Studio album by W
- Released: June 6, 2004
- Recorded: Winter 2003
- Genre: J-pop
- Length: 51:15
- Language: Japanese
- Label: Zetima
- Producer: Tsunku

W chronology
|  | Duo U&U (2004) | 2nd W (2005) |

Singles from Duo U&U
- "Koi no Vacance" Released: May 19, 2004;

= Duo U&U =

Duo U&U (デュオU&U) is the debut album by W, the duo formed by Morning Musume and Mini-Moni members and longtime friends Ai Kago and Nozomi Tsuji. Recorded while they were winding down their duties as Morning Musume and Minimoni members, the album consists of cover versions of songs released by other female Japanese pop duos from the later Shōwa period, including covers of songs by The Peanuts, Pink Lady, and Wink. The idea was that W were continuing the tradition that the original artists they covered on this album established, as well as give fans of Kago and Tsuji that had never heard the original recordings a taste of Japanese pop history.

#### [Records from a collection]

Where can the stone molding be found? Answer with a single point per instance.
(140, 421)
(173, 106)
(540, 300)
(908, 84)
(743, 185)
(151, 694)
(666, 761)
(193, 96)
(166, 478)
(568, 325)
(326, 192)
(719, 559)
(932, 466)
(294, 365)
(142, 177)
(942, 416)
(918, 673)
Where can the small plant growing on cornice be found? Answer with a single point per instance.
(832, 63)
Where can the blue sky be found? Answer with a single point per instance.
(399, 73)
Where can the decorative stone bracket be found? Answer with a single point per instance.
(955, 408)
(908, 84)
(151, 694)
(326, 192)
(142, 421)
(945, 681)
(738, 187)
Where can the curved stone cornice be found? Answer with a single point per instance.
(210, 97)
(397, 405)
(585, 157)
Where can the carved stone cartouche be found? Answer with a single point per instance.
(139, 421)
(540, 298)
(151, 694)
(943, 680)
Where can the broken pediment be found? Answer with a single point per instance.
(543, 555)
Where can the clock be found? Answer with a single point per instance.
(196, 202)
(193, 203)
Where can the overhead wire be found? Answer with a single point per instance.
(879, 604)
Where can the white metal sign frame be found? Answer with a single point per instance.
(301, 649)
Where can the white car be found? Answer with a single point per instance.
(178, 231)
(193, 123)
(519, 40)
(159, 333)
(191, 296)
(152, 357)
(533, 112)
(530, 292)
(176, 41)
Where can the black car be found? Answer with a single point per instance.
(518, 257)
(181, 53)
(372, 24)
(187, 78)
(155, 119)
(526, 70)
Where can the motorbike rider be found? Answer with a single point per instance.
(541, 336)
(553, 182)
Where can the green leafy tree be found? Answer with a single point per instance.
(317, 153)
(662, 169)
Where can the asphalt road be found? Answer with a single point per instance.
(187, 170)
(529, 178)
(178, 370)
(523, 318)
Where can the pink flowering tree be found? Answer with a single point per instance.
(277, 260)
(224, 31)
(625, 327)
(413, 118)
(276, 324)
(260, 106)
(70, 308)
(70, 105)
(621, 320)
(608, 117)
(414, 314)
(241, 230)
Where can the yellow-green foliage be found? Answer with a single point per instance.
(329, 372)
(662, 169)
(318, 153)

#### [THINGS TO DO]
• A. Name every artist that the album text identifies as having had songs covered on this album.
• B. Quote the listing from the line containing "Where can the clock" through the final line of the listing.

#### [OUTPUTS BY TASK]
• A. The Peanuts, Pink Lady, Wink

• B.
Where can the clock be found? Answer with a single point per instance.
(196, 202)
(193, 203)
Where can the overhead wire be found? Answer with a single point per instance.
(879, 604)
Where can the white metal sign frame be found? Answer with a single point per instance.
(301, 649)
Where can the white car be found? Answer with a single point per instance.
(178, 231)
(193, 123)
(519, 40)
(159, 333)
(191, 296)
(152, 357)
(533, 112)
(530, 292)
(176, 41)
Where can the black car be found? Answer with a single point per instance.
(518, 257)
(181, 53)
(372, 24)
(187, 78)
(155, 119)
(526, 70)
Where can the motorbike rider be found? Answer with a single point per instance.
(541, 336)
(553, 182)
Where can the green leafy tree be found? Answer with a single point per instance.
(317, 153)
(662, 169)
Where can the asphalt road be found? Answer with a single point per instance.
(187, 170)
(529, 178)
(178, 370)
(523, 318)
Where can the pink flowering tree be found? Answer with a single point per instance.
(277, 260)
(224, 31)
(625, 327)
(413, 118)
(276, 324)
(260, 106)
(70, 308)
(70, 105)
(621, 320)
(608, 117)
(414, 314)
(241, 230)
Where can the yellow-green foliage be found? Answer with a single point per instance.
(329, 372)
(662, 169)
(318, 153)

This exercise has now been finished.